EXERCISE TASK 1 | Extract every line of the entries that contains the string "backsplash", and treat case as significant.

10:00 a.m. – Panel Discussion
How To Launch A Career In Jazz
So, you just graduated from Berklee, Juilliard, UNO or another fine jazz conservatory. Now what? How do you get your career off the ground? Do you apply for the Monk Competition? Do you hope that whoever plays your instrument in Wynton Marsalis’ band gets a better gig (whatever that could be) and makes room for you? Do you hit the road like a punk rock band? All of the above? We talk to two rising young stars of the jazz world – who took very different paths to their current success – to get their perspectives on how best to approach launching a career as a jazz musician.
Christian Scott aTunde Adjuah, trumpeter and bandleader
Jamison Ross, drummer, singer and bandleader

11:00 a.m. – Keynote Interview
The Art of a Career in Jazz: Geri Allen
How do you start a career in jazz? By talking to one of the most respected pianists, composers and educators around. Far from being a traditionalist, Geri Allen – who headlines the Jazz Fest’s Jazz Tent – started her touring career with Mary Wilson and the Supremes. After that, she worked with the genre-busting Black Rock Coalition and Brooklyn’s M-Base Collective. Whether working with Ornette Coleman or recording jazz versions of Beatles and Motown classics, she’s a restless artist who breaks all manner of boundaries. Now, as Director of Jazz Studies at the University of Pittsburgh, she mentors young musicians as they take their own places on the global stage.
Geri Allen, musician; Director of Jazz Studies at the University of Pittsburgh
Moderator: Geoffrey Himes, Jazz Times/Paste Magazine

12:00 p.m. – Panel Discussion
Take Me To the Next Level: Artist Managers On What It Takes to Make It
You’ve got talent. You’ve got smarts. You’ve got a great work ethic and 50,000 likes on your SoundCloud. But you still don’t have a manager. Could it be that there’s something essential that you just don’t understand? Our panel, of some of the most experienced artist managers in New Orleans, sounds off on the biggest misconceptions about what managers can – and can’t – do for your career.
Alex Bowen, Able Partners Group (manager of Earphunk, Flow Tribe, George Porter, Jr.)
Howie Kaplan, Howlin’ Wolf Management (manager of Rebirth Brass Band)

EXERCISE TASK 2 |
Answer these questions from the schedule above:
(a) Who moderates the keynote interview with Geri Allen?
(b) What instrument does Christian Scott aTunde Adjuah play?
(c) Which band does Howie Kaplan manage?

SUPPLIED DATA |
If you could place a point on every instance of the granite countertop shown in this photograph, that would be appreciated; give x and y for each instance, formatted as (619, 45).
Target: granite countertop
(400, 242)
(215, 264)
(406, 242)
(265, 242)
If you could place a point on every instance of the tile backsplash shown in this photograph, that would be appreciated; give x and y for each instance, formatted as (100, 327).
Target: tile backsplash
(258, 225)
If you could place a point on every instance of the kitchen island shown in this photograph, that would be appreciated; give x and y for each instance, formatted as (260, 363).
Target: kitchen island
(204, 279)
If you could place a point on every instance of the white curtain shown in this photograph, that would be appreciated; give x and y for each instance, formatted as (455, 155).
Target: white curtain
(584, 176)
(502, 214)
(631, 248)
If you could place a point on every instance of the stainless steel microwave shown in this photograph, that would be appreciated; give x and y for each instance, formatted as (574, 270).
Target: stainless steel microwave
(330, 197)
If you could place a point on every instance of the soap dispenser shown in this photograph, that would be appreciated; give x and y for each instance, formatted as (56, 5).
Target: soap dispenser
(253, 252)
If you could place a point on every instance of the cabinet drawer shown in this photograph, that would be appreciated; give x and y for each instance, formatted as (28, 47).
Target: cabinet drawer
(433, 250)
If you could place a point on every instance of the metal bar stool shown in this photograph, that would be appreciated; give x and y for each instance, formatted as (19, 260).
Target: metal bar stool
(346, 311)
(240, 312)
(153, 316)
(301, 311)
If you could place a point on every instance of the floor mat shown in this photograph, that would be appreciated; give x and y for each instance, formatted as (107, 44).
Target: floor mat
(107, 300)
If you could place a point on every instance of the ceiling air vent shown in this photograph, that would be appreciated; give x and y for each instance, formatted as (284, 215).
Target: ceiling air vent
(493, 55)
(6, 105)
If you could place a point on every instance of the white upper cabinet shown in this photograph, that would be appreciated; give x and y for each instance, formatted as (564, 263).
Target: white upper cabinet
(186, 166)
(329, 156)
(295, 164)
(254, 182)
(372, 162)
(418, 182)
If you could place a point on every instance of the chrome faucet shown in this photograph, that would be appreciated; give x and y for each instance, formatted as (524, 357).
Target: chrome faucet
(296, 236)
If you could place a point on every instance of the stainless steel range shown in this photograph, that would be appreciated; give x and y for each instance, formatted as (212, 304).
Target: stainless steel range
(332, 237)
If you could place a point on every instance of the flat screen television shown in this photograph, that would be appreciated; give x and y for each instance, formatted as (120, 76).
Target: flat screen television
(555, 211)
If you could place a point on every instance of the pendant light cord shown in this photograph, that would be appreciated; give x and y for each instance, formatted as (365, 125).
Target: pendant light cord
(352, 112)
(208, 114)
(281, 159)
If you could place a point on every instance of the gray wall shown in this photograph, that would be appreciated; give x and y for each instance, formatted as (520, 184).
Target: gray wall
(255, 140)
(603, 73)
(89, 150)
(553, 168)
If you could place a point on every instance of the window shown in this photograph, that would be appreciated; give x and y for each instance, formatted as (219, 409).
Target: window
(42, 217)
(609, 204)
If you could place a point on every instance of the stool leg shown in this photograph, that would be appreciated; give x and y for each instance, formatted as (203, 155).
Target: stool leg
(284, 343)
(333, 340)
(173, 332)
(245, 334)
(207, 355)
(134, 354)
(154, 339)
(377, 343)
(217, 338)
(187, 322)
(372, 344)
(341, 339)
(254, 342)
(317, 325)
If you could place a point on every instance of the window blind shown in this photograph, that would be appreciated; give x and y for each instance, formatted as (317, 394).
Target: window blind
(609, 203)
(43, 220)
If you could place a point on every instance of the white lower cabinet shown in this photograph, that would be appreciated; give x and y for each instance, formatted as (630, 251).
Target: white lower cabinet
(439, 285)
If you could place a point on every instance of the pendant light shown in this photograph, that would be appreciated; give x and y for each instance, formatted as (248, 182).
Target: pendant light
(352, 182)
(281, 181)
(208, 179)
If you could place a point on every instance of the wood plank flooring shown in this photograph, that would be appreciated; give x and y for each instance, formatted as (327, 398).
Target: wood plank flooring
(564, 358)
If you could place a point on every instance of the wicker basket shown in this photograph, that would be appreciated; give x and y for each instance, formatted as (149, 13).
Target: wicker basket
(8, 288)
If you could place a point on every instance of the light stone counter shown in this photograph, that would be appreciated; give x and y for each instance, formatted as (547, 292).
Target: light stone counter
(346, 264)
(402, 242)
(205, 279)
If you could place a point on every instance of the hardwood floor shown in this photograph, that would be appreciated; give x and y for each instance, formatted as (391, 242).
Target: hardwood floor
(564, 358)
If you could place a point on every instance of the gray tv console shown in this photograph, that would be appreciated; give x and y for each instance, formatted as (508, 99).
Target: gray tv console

TASK SOLUTION 1 |
If you could place a point on every instance of the tile backsplash shown in this photograph, that would be appreciated; give x and y for each instance, formatted as (100, 327).
Target: tile backsplash

TASK SOLUTION 2 |
(a) Geoffrey Himes, of Jazz Times/Paste Magazine.
(b) Trumpet.
(c) Rebirth Brass Band.